→ SELECTED EXCERPT:
--*--
Night is quiet. All I can hear is the machanical wheels turning in the humidifier; and the constant buzzing in my ears. The tiny little buzzing sound is like a group of crikets singing in the faraway bushes. If I don’t pay attention, it can be easily missed.
Then there comes the chatters. It gets so loud sometimes that I would forget where I am or the fact that I was trying to sleep. Some say that my kind is called pathological thinkers, or I am addicted to thinking. Even though I am tortured by the constant over-thinking, it has became a coping mechanism to avoid the potential suffering from pain or losses. It is almost like I pre-worry to avoid worrying? Or pre-stress in order to NOT stress later. It makes no sense, I know. Especially when 99.9% of the imaginary scenarios that I created to pre-combat during these quiet nights would never happen. Or even if I think them through 1000 times from different angles, the stress level would still be the same IF it happens. For example, what if my parents flight get cancelled AGAIN due to COVID? Or, how should I handle the stress after this holiday when I loath my work?
--*--
→ DATASET CONTENT:
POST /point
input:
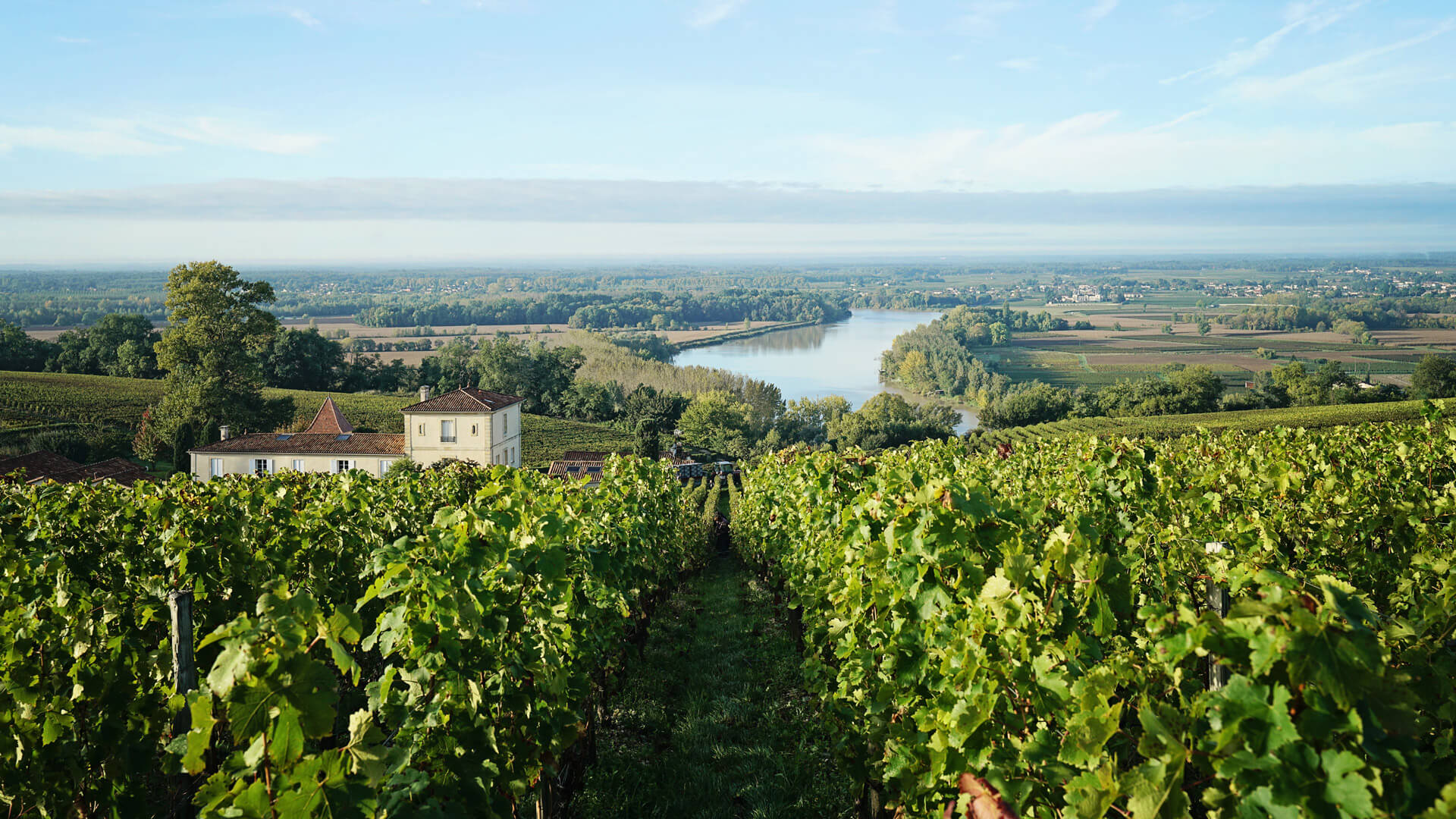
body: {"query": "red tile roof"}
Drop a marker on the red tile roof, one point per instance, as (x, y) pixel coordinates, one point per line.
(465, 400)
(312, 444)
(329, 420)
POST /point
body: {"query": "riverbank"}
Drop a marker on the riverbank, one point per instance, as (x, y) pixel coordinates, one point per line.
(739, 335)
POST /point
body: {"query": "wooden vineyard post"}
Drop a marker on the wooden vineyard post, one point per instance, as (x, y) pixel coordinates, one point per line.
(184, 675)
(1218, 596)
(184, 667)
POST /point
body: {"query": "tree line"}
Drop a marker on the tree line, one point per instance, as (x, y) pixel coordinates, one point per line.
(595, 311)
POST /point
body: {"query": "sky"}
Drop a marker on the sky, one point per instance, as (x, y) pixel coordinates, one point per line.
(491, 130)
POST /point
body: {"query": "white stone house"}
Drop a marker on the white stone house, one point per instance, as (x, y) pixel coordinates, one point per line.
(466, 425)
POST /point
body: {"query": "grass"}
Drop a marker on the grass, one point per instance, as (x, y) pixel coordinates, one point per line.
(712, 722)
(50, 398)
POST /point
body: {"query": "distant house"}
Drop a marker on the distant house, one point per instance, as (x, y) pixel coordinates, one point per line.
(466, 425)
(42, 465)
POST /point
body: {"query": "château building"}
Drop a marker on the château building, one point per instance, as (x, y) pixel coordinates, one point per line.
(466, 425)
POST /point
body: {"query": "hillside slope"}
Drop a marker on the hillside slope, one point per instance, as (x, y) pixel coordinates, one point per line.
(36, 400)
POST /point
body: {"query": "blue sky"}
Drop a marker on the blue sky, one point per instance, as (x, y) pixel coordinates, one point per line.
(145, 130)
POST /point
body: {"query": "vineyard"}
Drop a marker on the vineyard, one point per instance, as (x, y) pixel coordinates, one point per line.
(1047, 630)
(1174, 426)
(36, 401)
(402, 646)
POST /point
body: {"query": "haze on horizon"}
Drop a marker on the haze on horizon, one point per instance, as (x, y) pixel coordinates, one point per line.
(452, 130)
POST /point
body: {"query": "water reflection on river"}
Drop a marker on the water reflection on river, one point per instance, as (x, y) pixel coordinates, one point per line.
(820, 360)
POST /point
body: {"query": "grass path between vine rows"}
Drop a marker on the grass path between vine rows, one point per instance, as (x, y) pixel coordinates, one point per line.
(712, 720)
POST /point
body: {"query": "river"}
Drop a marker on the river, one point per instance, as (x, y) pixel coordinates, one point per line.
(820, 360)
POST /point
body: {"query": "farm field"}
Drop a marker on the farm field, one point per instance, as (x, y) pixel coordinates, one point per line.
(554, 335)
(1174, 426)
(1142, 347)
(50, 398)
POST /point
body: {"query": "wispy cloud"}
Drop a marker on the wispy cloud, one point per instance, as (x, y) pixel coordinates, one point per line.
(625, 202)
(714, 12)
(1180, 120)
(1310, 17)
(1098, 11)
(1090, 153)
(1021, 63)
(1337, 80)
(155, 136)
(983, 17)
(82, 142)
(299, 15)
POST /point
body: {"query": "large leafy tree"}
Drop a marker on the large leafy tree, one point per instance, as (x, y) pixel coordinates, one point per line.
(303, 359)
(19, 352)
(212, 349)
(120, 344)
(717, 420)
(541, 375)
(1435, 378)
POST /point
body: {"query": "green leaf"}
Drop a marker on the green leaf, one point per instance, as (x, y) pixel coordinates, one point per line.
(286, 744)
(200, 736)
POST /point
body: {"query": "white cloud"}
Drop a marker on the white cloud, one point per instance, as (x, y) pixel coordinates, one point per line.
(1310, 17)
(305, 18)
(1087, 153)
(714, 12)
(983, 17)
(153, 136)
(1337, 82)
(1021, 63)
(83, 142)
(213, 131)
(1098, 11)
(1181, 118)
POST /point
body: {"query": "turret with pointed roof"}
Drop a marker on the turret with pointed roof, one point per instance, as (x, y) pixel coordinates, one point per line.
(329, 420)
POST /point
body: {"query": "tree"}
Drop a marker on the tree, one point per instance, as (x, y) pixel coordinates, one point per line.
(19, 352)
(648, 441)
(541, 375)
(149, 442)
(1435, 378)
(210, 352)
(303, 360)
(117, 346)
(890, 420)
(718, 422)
--*--
→ ACTIVITY LIST:
[1] In the essay on nighttime overthinking, what has the constant over-thinking become, according to the writer?
[2] Resume the essay on nighttime overthinking after its final sentence.

→ ANSWERS BY ITEM NUMBER:
[1] A coping mechanism to avoid the potential suffering from pain or losses.

[2]
Leave the future stress in the future, shall we? I mean, today was a great day! Another great day. There has been no stress or worry TODAY. Everyone is healthy and happy TODAY. At this moment, when the night is quiet, you can be peaceful because there is nothing for you to handle right at this moment. If I think about it, I made it through this entire 2020 nicely. There were lots of tough times but I made it through them all successfully too! None of the chatters helped me, other than adding unnecessary noise and taking away many nights of sleep.
Shut up thoughts! This is my night! And I choose to have a quiet one today.